● SET OF TASKS:
(1) Answer these questions from the essay on Southern literature, one line each:
(a) What year did William Faulkner publish his first novel?
(b) What name did H.L. Mencken give the American South?
(c) During which years did the group publish The Fugitive?
(2) Summarize the essay on Southern literature in two sentences.
BEGIN SOURCE DOCUMENT
Section : Book World
Issue Date : 3 / 1987  4,367 Words
Author : David Hallman

       So much has been speculated and written about the unique vitality and inspiration of modern Southern literature that it might seem redundant to dwell on that achievement now. Still, members of the elder generation of Southern writers like Andrew Lytle or Peter Taylor are gaining new popularity and critical recognition. And as their national reputation grows, one may legitimately ask what peculiar conditions created a cultural climate that could produce, in a financially deprived and socially recalcitrant region, a literature so rich in texture, theme, and stylistic virtuosity that its reputation is still growing today. Andrew Lytle, the real subject of this essay, provides an answer as a quintessentially Southern writer who uses his regional materials and experience to deal with universal themes.
       
        The Southern Renaissance
       
        By 1925 the world's literary capitals were Paris, London, New York and, arguably, Nashville, Tennessee--although few people in Nashville were aware of their distinction. Nashville, though known only to literary insiders, was a brooding hotbed of intellectual and literary activity that would become the intellectual core of what we now call the "Southern Renaissance" in literature.
       
        Only five years earlier, H.L. Mencken had cleverly dubbed the American South the "Sahara of the Bozart," but there were even then things afoot that Mencken and other critics and apologists for the region could not have known about. William Faulkner would not publish his first novel until 1926; Thomas Wolfe's Look Homeward Angel appeared in 1929, and Katherine Ann Porter's first collection of stories in 1930. Eudora Welty, Peter Taylor, Flannery O'Connor and others would come later, but the seeds of the Renaissance had been sown.
       
        A remarkable group of writers--academics, students, and just plain amateurs who were in it for the fun--had gathered around Vanderblit University in the early 1920s. After World War I, under the leadership of elder faculty members like John Crowe Ransom and Donald Davidson, informal social occasions began to grativate to matters of philosophy and poetry. These occasions gradually attracted brilliant students like Allen Tate and Robert Penn Warren, and the Renaissance was under way. From 1922 to 1925, this group published a journal of poetry and occasional criticism called The Fugitive. Although it only lasted about three years, it became of the most important little magazines in American literature and influenced writers all over the Western world.
END SOURCE DOCUMENT
BEGIN DATA
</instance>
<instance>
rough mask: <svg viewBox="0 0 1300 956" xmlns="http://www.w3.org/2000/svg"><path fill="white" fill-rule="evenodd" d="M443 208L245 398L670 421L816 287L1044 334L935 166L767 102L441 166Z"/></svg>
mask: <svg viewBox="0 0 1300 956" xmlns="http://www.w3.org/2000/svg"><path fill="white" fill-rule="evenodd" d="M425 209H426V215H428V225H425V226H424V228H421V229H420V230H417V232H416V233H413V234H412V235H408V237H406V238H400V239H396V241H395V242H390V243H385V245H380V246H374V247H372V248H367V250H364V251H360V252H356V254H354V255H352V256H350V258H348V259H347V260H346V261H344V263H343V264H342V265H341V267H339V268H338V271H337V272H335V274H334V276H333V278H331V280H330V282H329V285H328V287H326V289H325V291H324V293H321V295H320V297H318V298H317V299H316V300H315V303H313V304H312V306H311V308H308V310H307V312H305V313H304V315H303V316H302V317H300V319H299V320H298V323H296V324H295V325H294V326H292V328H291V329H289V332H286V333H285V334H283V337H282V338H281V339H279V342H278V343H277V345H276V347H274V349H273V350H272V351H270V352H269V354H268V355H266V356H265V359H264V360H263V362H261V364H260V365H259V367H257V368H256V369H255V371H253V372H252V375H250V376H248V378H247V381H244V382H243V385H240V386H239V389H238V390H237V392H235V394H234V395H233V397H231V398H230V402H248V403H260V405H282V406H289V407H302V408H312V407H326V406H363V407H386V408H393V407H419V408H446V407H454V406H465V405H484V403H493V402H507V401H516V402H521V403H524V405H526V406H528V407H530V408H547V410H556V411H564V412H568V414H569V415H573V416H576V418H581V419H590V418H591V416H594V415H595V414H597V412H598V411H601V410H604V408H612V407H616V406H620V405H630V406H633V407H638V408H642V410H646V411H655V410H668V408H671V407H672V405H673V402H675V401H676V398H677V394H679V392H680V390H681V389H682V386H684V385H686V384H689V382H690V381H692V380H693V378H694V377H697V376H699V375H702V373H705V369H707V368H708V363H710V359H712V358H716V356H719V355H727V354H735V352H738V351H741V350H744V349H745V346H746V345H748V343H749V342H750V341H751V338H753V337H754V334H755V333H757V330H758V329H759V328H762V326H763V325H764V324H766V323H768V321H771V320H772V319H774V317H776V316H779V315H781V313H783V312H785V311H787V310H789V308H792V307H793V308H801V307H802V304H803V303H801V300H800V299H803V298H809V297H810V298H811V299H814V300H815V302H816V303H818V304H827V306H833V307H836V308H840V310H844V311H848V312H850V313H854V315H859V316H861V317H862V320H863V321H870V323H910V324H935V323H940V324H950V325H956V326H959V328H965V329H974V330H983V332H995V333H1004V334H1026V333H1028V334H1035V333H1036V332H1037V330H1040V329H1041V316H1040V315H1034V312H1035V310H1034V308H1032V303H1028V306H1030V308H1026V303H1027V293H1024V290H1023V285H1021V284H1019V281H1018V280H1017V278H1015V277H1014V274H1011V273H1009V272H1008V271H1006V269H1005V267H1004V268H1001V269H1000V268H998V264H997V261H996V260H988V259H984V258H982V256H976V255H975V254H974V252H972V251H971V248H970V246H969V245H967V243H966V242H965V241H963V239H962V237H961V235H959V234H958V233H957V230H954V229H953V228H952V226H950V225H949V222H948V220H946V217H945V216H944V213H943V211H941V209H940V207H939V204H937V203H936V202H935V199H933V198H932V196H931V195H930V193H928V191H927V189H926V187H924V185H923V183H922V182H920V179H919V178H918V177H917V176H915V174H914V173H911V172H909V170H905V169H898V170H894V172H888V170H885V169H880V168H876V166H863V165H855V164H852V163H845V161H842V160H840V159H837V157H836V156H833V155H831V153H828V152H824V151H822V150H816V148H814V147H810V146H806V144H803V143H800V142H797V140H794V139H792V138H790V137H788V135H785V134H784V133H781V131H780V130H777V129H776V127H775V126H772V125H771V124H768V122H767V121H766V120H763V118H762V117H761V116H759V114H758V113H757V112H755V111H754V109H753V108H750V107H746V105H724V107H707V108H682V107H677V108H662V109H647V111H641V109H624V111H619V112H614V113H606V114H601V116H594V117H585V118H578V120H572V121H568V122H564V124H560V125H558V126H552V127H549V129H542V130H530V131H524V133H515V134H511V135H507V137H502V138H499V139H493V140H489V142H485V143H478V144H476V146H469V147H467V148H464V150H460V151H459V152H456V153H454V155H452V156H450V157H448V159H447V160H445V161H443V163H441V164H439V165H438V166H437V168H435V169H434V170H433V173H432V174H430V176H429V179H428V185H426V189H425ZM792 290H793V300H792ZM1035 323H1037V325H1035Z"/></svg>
END DATA
● EXPECTED RESULTS:
(1)
(a) 1926
(b) The "Sahara of the Bozart"
(c) From 1922 to 1925

(2) Elder Southern writers such as Andrew Lytle and Peter Taylor are gaining new popularity and critical recognition, and Lytle, the essay's real subject, is a Southern writer who uses his regional materials and experience to deal with universal themes. By 1925 Nashville had become the intellectual core of the Southern Renaissance, where a group of writers led by faculty members John Crowe Ransom and Donald Davidson published the poetry journal The Fugitive from 1922 to 1925.